Stored entries
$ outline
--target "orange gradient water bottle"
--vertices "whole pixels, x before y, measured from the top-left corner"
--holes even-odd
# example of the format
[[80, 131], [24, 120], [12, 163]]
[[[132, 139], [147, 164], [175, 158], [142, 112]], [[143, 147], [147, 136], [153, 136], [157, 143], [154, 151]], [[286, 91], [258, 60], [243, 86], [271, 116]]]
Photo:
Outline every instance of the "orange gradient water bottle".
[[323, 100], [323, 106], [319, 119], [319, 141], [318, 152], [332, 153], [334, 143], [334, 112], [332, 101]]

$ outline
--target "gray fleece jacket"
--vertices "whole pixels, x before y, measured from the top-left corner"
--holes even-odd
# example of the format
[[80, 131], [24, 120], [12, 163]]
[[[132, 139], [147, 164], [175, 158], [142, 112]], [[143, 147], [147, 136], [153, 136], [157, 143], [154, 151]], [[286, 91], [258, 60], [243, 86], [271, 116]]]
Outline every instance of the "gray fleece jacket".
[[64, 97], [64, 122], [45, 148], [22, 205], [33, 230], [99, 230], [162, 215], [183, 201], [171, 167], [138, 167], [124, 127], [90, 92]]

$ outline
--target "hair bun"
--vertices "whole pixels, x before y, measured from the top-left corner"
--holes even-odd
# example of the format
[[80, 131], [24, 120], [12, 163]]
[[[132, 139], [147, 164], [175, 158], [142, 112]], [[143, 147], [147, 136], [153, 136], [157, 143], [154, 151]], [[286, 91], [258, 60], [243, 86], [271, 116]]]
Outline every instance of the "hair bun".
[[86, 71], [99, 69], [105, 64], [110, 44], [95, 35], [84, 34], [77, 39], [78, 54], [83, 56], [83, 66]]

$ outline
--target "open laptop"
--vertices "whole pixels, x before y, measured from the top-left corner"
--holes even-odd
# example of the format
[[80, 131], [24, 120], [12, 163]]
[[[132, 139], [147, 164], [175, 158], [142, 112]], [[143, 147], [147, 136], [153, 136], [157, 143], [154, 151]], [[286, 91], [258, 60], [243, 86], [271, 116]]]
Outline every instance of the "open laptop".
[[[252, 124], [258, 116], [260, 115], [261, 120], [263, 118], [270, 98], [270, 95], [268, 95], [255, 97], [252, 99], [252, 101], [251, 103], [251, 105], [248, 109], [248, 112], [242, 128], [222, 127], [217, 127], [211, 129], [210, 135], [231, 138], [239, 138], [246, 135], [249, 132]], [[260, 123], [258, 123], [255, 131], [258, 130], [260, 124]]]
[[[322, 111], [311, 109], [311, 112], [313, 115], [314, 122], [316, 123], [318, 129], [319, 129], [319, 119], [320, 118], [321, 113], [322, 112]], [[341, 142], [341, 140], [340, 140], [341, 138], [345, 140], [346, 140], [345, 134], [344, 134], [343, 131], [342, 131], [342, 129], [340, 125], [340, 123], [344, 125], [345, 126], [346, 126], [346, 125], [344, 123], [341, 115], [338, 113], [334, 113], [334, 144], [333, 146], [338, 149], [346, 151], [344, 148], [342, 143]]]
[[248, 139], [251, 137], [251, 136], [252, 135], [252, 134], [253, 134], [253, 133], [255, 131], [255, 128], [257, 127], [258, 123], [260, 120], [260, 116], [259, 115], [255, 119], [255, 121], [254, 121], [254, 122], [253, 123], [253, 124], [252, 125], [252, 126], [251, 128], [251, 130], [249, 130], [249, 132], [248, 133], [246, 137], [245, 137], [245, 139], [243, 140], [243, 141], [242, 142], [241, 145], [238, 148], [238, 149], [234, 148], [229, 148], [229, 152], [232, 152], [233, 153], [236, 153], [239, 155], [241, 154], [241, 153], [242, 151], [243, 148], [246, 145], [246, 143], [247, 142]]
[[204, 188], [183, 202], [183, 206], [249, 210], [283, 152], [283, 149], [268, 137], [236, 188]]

* Aim: Rewrite every line of the items above as a JSON list of strings, with one string per line and no blank lines.

* Solution to the problem:
[
  "$ outline",
  "--target \"orange gradient water bottle\"",
  "--vertices \"whole pixels, x before y, measured from the top-left corner\"",
  "--holes even-odd",
  "# example of the format",
  "[[80, 131], [24, 120], [12, 163]]",
  "[[[132, 139], [147, 164], [175, 158], [142, 112]], [[143, 147], [147, 136], [153, 136], [157, 143], [154, 151]], [[286, 91], [258, 60], [243, 86], [271, 116]]]",
  "Photo:",
  "Outline every instance of the \"orange gradient water bottle\".",
  "[[323, 100], [323, 106], [319, 119], [319, 141], [318, 152], [332, 153], [334, 143], [334, 112], [332, 101]]",
  "$ outline",
  "--target \"gray fleece jacket\"",
  "--vertices \"whole pixels, x before y, measured from the top-left corner\"",
  "--holes even-odd",
  "# example of the format",
  "[[80, 131], [24, 120], [12, 163]]",
  "[[[132, 139], [147, 164], [175, 158], [142, 112]], [[143, 147], [147, 136], [153, 136], [157, 143], [154, 151]], [[286, 91], [258, 60], [243, 86], [271, 116]]]",
  "Outline every instance of the \"gray fleece jacket\".",
  "[[64, 97], [64, 122], [45, 148], [22, 205], [33, 230], [99, 230], [162, 215], [183, 201], [171, 167], [138, 167], [124, 127], [90, 92]]",
  "$ outline",
  "--target \"hair bun\"",
  "--vertices \"whole pixels, x before y, measured from the top-left corner\"",
  "--holes even-odd",
  "# example of the format",
  "[[80, 131], [24, 120], [12, 163]]",
  "[[[132, 139], [147, 164], [175, 158], [142, 112]], [[143, 147], [147, 136], [153, 136], [157, 143], [154, 151]], [[286, 91], [258, 60], [243, 86], [271, 116]]]",
  "Outline every instance of the \"hair bun\".",
  "[[86, 71], [99, 69], [105, 64], [110, 44], [95, 35], [84, 34], [77, 39], [78, 54], [83, 56], [83, 66]]",
  "$ outline",
  "--target \"open laptop\"",
  "--vertices \"whole pixels, x before y, measured from the top-left corner\"",
  "--holes even-odd",
  "# example of the format",
  "[[80, 131], [24, 120], [12, 163]]",
  "[[[132, 139], [147, 164], [175, 158], [142, 112]], [[143, 147], [147, 136], [153, 136], [157, 143], [154, 151]], [[286, 91], [258, 60], [243, 86], [271, 116]]]",
  "Outline every instance of the \"open laptop\".",
  "[[[252, 124], [258, 116], [260, 115], [261, 120], [263, 118], [270, 98], [270, 95], [268, 95], [255, 97], [252, 99], [252, 101], [251, 103], [251, 105], [248, 109], [248, 112], [242, 128], [222, 127], [217, 127], [211, 129], [210, 135], [231, 138], [239, 138], [246, 135], [249, 132]], [[260, 123], [258, 123], [255, 131], [258, 130], [260, 124]]]",
  "[[[322, 111], [311, 109], [311, 112], [313, 115], [314, 122], [316, 123], [318, 129], [319, 129], [319, 119], [320, 118], [321, 113], [322, 112]], [[341, 142], [341, 140], [340, 140], [341, 138], [345, 140], [346, 140], [345, 134], [344, 134], [343, 131], [342, 131], [342, 129], [340, 125], [340, 123], [344, 125], [345, 126], [346, 126], [346, 125], [344, 123], [341, 115], [338, 113], [334, 113], [334, 144], [333, 146], [338, 149], [346, 151], [344, 148], [342, 143]]]",
  "[[248, 139], [251, 137], [251, 136], [252, 135], [252, 134], [253, 134], [253, 133], [255, 131], [255, 128], [257, 127], [258, 123], [260, 120], [260, 116], [259, 115], [255, 119], [255, 121], [254, 121], [254, 122], [253, 123], [253, 124], [252, 125], [252, 126], [251, 128], [251, 130], [249, 130], [249, 132], [248, 133], [246, 137], [245, 137], [245, 139], [243, 140], [243, 141], [242, 142], [241, 145], [238, 148], [238, 149], [234, 148], [229, 148], [229, 152], [232, 152], [233, 153], [236, 153], [239, 155], [241, 154], [241, 153], [242, 151], [243, 148], [246, 145], [246, 143], [247, 142]]",
  "[[204, 188], [183, 202], [183, 206], [249, 210], [283, 152], [283, 149], [268, 137], [236, 188]]"
]